## ÉNONCÉ 1
Sélectionnez chaque ligne des entrées où figure le mot « person », en tenant compte de la casse.

─── TEXTE FOURNI

Monsieur le président, mes chers collègues, nous sommes réunis aujourd'hui pour examiner la proposition de loi déposée par le groupe MODEM pour la protection des activités agricoles et des cultures marines en zones littorales et de montagne, dont j'ai l'honneur d'être le rapporteur.
Je suis très heureux d'intervenir devant cette commission, dont je suis membre depuis quelques semaines, pour que nous puissions débattre ensemble d'une proposition de loi qui me tient à coeur. Elle est le fruit d'une longue réflexion et d'une concertation avec les professionnels, notamment les conchyliculteurs, et les élus concernés. Comme vous le savez tous, la conchyliculture est la culture de coquillages, notamment celle des huîtres et des moules. La conchyliculture française est une vraie richesse. Premier pays ostréicole et deuxième pays conchylicole d'Europe – derrière l'Espagne –, la France produit des coquillages de grande qualité : belons, marennes, huîtres de la baie de Cancale et autres.

──────
─── ENTRÉES FOURNIES

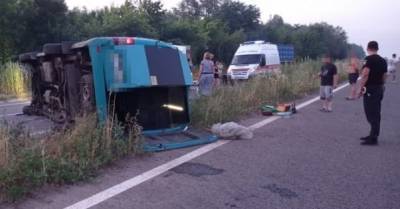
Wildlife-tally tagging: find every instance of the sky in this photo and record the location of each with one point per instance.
(363, 20)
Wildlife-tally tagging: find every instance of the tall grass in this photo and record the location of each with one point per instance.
(14, 81)
(229, 103)
(65, 157)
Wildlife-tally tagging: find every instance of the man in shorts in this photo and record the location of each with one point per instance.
(392, 67)
(372, 89)
(329, 80)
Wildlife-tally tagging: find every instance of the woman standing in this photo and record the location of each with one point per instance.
(352, 70)
(206, 81)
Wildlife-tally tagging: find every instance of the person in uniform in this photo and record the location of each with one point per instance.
(373, 76)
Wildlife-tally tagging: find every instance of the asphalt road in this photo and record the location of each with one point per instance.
(312, 161)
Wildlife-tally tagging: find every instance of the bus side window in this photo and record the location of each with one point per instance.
(263, 61)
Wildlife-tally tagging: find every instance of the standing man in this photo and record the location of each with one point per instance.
(206, 80)
(372, 87)
(329, 80)
(392, 67)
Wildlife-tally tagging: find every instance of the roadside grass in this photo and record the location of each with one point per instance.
(65, 157)
(77, 153)
(230, 103)
(14, 81)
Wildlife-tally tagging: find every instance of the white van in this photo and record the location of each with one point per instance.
(253, 58)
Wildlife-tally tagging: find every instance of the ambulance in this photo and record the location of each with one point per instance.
(254, 58)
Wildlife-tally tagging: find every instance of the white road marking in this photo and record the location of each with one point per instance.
(130, 183)
(14, 104)
(11, 114)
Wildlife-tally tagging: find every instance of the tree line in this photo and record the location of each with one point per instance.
(215, 25)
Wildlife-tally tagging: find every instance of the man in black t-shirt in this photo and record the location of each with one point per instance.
(372, 87)
(329, 79)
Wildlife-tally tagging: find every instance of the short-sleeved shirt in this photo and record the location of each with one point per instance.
(328, 71)
(392, 65)
(377, 68)
(208, 67)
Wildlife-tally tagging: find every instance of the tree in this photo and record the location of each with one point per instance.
(188, 9)
(238, 15)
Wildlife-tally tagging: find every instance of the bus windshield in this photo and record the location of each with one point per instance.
(246, 59)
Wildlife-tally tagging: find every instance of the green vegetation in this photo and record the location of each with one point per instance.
(230, 103)
(27, 163)
(215, 25)
(14, 81)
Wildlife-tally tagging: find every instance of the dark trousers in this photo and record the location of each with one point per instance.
(372, 107)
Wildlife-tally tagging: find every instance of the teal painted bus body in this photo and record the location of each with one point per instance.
(123, 68)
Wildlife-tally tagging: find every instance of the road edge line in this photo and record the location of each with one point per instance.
(141, 178)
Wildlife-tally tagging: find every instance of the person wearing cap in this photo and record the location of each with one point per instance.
(392, 67)
(329, 79)
(373, 78)
(206, 81)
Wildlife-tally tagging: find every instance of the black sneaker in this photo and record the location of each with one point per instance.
(365, 138)
(370, 141)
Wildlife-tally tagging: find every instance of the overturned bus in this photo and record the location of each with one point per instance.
(139, 77)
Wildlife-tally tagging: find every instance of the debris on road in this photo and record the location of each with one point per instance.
(231, 130)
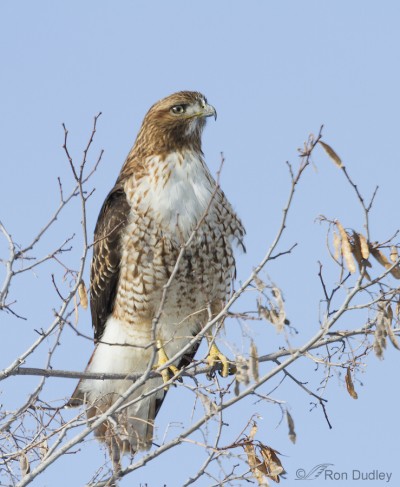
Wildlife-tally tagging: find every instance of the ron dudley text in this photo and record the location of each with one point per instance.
(358, 475)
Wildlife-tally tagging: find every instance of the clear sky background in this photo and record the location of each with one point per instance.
(275, 71)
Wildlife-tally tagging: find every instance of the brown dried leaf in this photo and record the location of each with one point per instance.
(380, 330)
(332, 154)
(381, 258)
(393, 338)
(346, 249)
(76, 311)
(364, 246)
(336, 246)
(292, 433)
(255, 463)
(350, 385)
(398, 309)
(394, 254)
(43, 448)
(253, 431)
(254, 361)
(272, 463)
(260, 284)
(83, 294)
(356, 249)
(24, 464)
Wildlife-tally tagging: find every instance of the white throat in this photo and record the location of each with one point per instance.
(178, 190)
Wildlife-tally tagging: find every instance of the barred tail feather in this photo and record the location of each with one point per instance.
(131, 429)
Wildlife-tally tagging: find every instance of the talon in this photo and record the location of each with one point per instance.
(216, 359)
(169, 371)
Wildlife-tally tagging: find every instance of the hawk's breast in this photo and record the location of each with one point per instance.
(176, 191)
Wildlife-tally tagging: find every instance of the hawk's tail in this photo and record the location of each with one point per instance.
(130, 429)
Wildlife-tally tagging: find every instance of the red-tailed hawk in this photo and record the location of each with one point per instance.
(162, 193)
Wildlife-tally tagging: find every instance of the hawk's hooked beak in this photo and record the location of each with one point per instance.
(209, 111)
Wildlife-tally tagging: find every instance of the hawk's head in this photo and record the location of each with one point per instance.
(174, 123)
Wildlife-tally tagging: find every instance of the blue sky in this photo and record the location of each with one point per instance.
(275, 71)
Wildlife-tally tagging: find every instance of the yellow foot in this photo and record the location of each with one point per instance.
(217, 360)
(168, 372)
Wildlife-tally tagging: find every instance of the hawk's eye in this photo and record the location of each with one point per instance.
(178, 109)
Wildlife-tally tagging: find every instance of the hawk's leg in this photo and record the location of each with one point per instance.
(217, 360)
(168, 372)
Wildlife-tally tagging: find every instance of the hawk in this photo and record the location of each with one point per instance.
(163, 194)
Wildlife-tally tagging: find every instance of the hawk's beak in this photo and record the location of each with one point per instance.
(209, 111)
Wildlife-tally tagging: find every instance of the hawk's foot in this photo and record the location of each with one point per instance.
(168, 372)
(218, 361)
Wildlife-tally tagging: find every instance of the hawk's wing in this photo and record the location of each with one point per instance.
(104, 273)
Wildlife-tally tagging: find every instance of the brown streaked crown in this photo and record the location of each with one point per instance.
(166, 129)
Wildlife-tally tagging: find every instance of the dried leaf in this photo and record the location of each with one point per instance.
(331, 153)
(346, 249)
(292, 433)
(76, 311)
(253, 431)
(380, 330)
(255, 463)
(336, 246)
(394, 255)
(381, 258)
(83, 294)
(364, 246)
(24, 464)
(356, 249)
(272, 463)
(393, 338)
(397, 309)
(260, 284)
(254, 361)
(350, 385)
(43, 448)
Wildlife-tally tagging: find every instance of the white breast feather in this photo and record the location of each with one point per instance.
(183, 198)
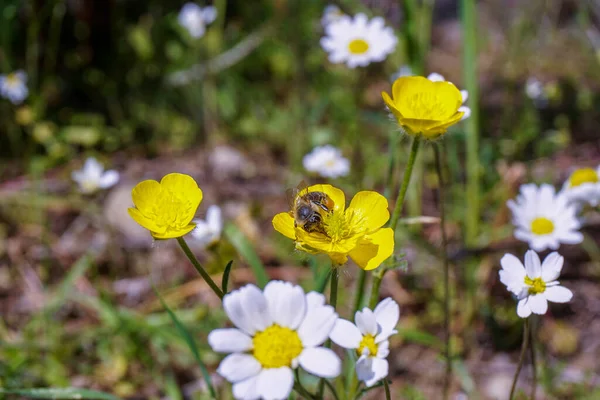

──────

## ÉNONCÉ 2
Transcrivez à l'identique le passage de l'intervention sur la conchyliculture qui commence par « Je suis très » et se poursuit jusqu'à « Cancale et autres. ».

## RÉPONSE FINALE 1
Wildlife-tally tagging: find every instance of the person in uniform in this photo and record the location of each with one point per instance.
Wildlife-tally tagging: find every instance of the person wearing cap in this photo and record the location of each with one point per instance.

## RÉPONSE FINALE 2
Je suis très heureux d'intervenir devant cette commission, dont je suis membre depuis quelques semaines, pour que nous puissions débattre ensemble d'une proposition de loi qui me tient à coeur. Elle est le fruit d'une longue réflexion et d'une concertation avec les professionnels, notamment les conchyliculteurs, et les élus concernés. Comme vous le savez tous, la conchyliculture est la culture de coquillages, notamment celle des huîtres et des moules. La conchyliculture française est une vraie richesse. Premier pays ostréicole et deuxième pays conchylicole d'Europe – derrière l'Espagne –, la France produit des coquillages de grande qualité : belons, marennes, huîtres de la baie de Cancale et autres.